Dataset entries
---------------

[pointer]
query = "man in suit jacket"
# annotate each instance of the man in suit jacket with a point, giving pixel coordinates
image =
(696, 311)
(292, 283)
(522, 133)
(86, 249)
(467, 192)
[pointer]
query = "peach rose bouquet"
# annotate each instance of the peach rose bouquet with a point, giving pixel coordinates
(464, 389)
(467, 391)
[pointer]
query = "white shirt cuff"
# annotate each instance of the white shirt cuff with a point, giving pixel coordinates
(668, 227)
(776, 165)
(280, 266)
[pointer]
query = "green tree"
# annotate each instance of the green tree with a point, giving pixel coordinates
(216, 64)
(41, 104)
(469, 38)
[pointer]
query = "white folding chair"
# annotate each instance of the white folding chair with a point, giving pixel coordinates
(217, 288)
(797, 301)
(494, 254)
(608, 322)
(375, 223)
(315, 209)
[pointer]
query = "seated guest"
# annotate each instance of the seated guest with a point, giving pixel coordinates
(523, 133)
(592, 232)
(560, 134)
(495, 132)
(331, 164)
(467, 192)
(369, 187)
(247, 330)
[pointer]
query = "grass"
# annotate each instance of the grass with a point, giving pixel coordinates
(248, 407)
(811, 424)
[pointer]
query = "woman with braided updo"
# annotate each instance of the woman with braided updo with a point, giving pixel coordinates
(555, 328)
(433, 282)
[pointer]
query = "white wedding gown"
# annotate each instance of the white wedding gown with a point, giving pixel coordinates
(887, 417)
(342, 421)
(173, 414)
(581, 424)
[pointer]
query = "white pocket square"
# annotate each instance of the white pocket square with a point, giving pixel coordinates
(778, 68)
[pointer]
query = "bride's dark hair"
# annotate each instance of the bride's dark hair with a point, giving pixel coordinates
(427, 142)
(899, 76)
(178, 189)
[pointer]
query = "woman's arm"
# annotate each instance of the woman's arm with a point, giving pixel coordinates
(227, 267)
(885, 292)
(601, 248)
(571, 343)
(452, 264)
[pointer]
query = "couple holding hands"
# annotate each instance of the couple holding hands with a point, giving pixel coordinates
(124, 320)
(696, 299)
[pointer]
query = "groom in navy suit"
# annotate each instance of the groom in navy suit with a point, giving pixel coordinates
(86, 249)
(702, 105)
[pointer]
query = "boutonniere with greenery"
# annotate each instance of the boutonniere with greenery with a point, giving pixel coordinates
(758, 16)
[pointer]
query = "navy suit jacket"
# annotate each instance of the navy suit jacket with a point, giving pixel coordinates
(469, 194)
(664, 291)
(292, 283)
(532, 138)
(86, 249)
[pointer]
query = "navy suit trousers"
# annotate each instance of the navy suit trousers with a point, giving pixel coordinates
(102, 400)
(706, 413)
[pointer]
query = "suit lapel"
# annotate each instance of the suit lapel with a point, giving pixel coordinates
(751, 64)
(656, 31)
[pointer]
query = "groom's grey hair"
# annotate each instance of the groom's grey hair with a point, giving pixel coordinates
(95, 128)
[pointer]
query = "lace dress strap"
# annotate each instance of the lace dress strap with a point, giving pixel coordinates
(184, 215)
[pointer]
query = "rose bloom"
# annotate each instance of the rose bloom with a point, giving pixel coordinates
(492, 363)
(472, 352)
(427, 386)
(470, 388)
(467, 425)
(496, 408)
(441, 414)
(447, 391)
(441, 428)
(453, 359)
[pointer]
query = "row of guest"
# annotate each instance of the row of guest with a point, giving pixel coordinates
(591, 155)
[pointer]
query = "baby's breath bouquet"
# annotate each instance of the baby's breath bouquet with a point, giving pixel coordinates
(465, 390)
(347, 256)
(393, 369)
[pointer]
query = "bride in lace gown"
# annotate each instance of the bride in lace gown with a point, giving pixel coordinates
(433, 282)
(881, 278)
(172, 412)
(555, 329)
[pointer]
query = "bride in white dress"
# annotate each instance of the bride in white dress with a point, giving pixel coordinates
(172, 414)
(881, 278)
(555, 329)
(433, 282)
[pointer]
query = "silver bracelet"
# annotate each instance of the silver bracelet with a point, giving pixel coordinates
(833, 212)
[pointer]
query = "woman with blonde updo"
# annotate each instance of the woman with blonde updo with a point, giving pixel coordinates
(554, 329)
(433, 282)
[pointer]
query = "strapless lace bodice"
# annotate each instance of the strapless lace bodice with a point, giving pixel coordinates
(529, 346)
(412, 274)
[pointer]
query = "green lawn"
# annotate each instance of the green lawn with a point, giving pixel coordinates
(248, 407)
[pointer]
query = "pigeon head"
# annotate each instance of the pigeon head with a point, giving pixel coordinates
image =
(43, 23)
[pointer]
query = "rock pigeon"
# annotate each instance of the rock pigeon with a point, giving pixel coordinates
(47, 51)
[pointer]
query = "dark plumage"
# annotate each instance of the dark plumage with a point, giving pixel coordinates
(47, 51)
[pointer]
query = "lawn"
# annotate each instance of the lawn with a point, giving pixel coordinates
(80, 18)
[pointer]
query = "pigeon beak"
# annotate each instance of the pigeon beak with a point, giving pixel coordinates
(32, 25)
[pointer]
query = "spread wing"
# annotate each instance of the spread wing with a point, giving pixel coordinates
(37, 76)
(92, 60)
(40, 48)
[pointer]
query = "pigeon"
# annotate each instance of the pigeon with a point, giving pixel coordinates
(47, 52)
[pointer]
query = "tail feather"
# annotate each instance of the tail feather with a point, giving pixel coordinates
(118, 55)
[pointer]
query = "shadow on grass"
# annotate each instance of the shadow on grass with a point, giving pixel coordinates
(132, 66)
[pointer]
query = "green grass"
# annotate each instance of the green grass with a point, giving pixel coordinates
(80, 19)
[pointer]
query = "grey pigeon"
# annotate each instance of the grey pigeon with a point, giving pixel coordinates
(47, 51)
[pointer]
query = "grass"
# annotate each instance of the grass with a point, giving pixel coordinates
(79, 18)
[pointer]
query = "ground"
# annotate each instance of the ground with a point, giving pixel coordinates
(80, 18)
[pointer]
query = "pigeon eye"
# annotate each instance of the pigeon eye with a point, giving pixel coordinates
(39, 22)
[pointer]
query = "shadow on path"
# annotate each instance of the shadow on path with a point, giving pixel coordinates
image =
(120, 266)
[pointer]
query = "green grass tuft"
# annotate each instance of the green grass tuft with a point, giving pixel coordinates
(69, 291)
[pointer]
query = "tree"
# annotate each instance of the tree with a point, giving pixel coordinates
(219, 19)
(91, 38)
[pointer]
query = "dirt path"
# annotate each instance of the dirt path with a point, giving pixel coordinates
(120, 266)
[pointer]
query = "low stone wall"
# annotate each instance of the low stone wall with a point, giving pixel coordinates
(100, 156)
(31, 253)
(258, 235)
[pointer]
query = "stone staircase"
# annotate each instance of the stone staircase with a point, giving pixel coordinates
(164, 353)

---------------

TASK OBJECTIVE =
Transcribe the records exactly as given.

PROBLEM SOLUTION =
[pointer]
query = "man in suit jacket"
# annotate each instance of the man in suit jacket with a point, giving pixel coordinates
image =
(696, 311)
(292, 283)
(522, 133)
(86, 249)
(467, 192)
[pointer]
query = "peach rose bouquet"
# annotate each instance of the peach rose bouquet with a point, giving pixel coordinates
(464, 389)
(467, 391)
[pointer]
query = "white shirt cuff"
# annotate each instance of the white shirt cuff with a point, giving pixel coordinates
(668, 227)
(776, 165)
(280, 266)
[pointer]
query = "green tree"
# annotate each instance of the green tree with a point, giving pixel coordinates
(216, 64)
(41, 104)
(469, 38)
[pointer]
query = "white folding chair"
# annotate each instance of the white folding chair with a point, giving pixel coordinates
(217, 288)
(797, 301)
(494, 254)
(608, 322)
(375, 223)
(315, 209)
[pointer]
query = "seated guest"
# annotate each instance of the seated guest with a point, giving pixel coordinates
(523, 133)
(592, 232)
(560, 134)
(495, 132)
(331, 164)
(467, 192)
(369, 187)
(247, 330)
[pointer]
query = "grass"
# annotate each instance of the grass with a point, giving pixel coordinates
(248, 407)
(811, 424)
[pointer]
query = "woman with braided updo"
# annotate each instance of the woman with braided updo with a point, giving pixel coordinates
(555, 328)
(433, 282)
[pointer]
query = "white wedding gown"
# annotate each instance of the white wedding gown with a point, giving pixel coordinates
(887, 417)
(342, 421)
(173, 414)
(581, 424)
[pointer]
query = "white pocket square"
# annotate each instance of the white pocket square with a point, giving pixel coordinates
(778, 68)
[pointer]
query = "bride's dark hair"
# annotate each instance of the bride's dark hair with a point, giving pixel coordinates
(427, 142)
(899, 76)
(178, 189)
[pointer]
query = "woman's arm"
# annotate each instance of the woman's arm with a point, giving pixel coordinates
(227, 267)
(885, 292)
(601, 248)
(571, 343)
(452, 264)
[pointer]
query = "couple holding hands"
# annotate each instance of the couple holding hands with a point, giving pixel coordinates
(124, 320)
(696, 299)
[pointer]
query = "groom in navy suit"
# annotate each instance of the groom in navy suit with a point, giving pixel coordinates
(86, 249)
(702, 105)
[pointer]
query = "boutonniere with greenery"
# annotate each instance of the boutonniere with greenery with a point, giving pixel coordinates
(758, 16)
[pointer]
query = "navy suit jacket"
# annotate each instance of the navy suit jacket with a point, giving pixel coordinates
(469, 194)
(664, 291)
(292, 283)
(532, 138)
(86, 249)
[pointer]
query = "navy suit trousers"
# annotate each instance of the navy suit trousers with a point, giving pixel coordinates
(102, 400)
(706, 413)
[pointer]
query = "suit lapel"
# annotate each instance of the suit lapel with a point, giving pixel coordinates
(751, 64)
(656, 31)
[pointer]
query = "groom's grey hair"
# annotate each instance of the groom's grey hair with a point, giving pixel coordinates
(95, 128)
[pointer]
query = "lace dress strap"
# annotate each instance of the lace dress strap with a point, giving pixel coordinates
(184, 215)
[pointer]
query = "rose bloom"
# annotate each instance of the rose bloom with a point, giving pixel coordinates
(492, 363)
(472, 352)
(427, 386)
(470, 388)
(467, 425)
(496, 408)
(441, 414)
(447, 391)
(441, 428)
(453, 359)
[pointer]
query = "row of guest"
# annotate each instance of the row of guest with a point, giving pixel coordinates
(591, 155)
[pointer]
query = "baby's breath bouquet"
# annotate each instance of the baby's breath bouquet with a point, giving pixel coordinates
(465, 390)
(347, 256)
(393, 369)
[pointer]
query = "bride in lace gown"
# annotate each instance of the bride in lace gown with a point, giving pixel coordinates
(433, 282)
(881, 278)
(172, 412)
(555, 329)
[pointer]
query = "bride in white dress"
# annotate each instance of the bride in white dress with a point, giving pixel coordinates
(172, 414)
(881, 278)
(555, 329)
(433, 282)
[pointer]
query = "silver bracelet"
# annotate each instance of the silver bracelet with a point, giving pixel coordinates
(833, 212)
[pointer]
query = "woman with blonde updo"
# annotate each instance of the woman with blonde updo with a point, giving pixel coordinates
(554, 329)
(433, 282)
[pointer]
query = "strapless lace bodice"
# annotate each instance of the strapless lace bodice with a point, giving pixel coordinates
(529, 346)
(412, 274)
[pointer]
query = "green lawn"
# annotate each instance of the green lawn with a point, giving pixel coordinates
(248, 407)
[pointer]
query = "pigeon head"
# annotate each instance of the pigeon head with a point, giving pixel coordinates
image =
(43, 23)
[pointer]
query = "rock pigeon"
# annotate each instance of the rock pigeon with a point, giving pixel coordinates
(47, 51)
[pointer]
query = "dark plumage"
# annotate each instance of the dark plumage with a point, giving pixel coordinates
(47, 51)
[pointer]
query = "lawn"
# annotate each instance of the lawn with a point, giving pixel coordinates
(80, 18)
[pointer]
query = "pigeon beak"
# annotate each instance of the pigeon beak with a point, giving pixel coordinates
(32, 25)
[pointer]
query = "spread wing"
# annotate each instance of the spread wing with a point, giving pixel coordinates
(37, 76)
(92, 60)
(40, 48)
[pointer]
query = "pigeon"
# annotate each instance of the pigeon with a point, giving pixel coordinates
(47, 52)
[pointer]
query = "tail feather"
# annotate each instance of the tail feather with a point, giving pixel coordinates
(118, 55)
[pointer]
query = "shadow on grass"
# annotate each instance of the shadow on grass with a point, giving pixel coordinates
(132, 66)
[pointer]
query = "green grass"
# annotate each instance of the green grass with a point, giving pixel coordinates
(80, 19)
[pointer]
query = "grey pigeon"
# annotate each instance of the grey pigeon with a point, giving pixel coordinates
(47, 51)
[pointer]
query = "grass"
# annotate each instance of the grass with a point, giving pixel coordinates
(79, 18)
[pointer]
query = "ground"
# annotate each instance of the ground with a point, giving pixel coordinates
(80, 18)
[pointer]
query = "pigeon eye"
# annotate each instance of the pigeon eye with a point, giving pixel coordinates
(39, 22)
[pointer]
query = "shadow on path"
# annotate each instance of the shadow on path with a point, giving pixel coordinates
image =
(120, 266)
[pointer]
query = "green grass tuft"
# annotate each instance of the green grass tuft with a point, giving pixel coordinates
(69, 291)
[pointer]
query = "tree"
# annotate each instance of the tree with a point, giving pixel coordinates
(219, 19)
(91, 38)
[pointer]
query = "dirt path"
# annotate each instance of the dirt path with a point, giving pixel coordinates
(120, 266)
[pointer]
query = "low stone wall"
# annotate each instance of the low stone wall with a point, giving pixel coordinates
(100, 156)
(31, 253)
(258, 235)
[pointer]
query = "stone staircase"
# annotate each instance of the stone staircase with a point, giving pixel coordinates
(164, 353)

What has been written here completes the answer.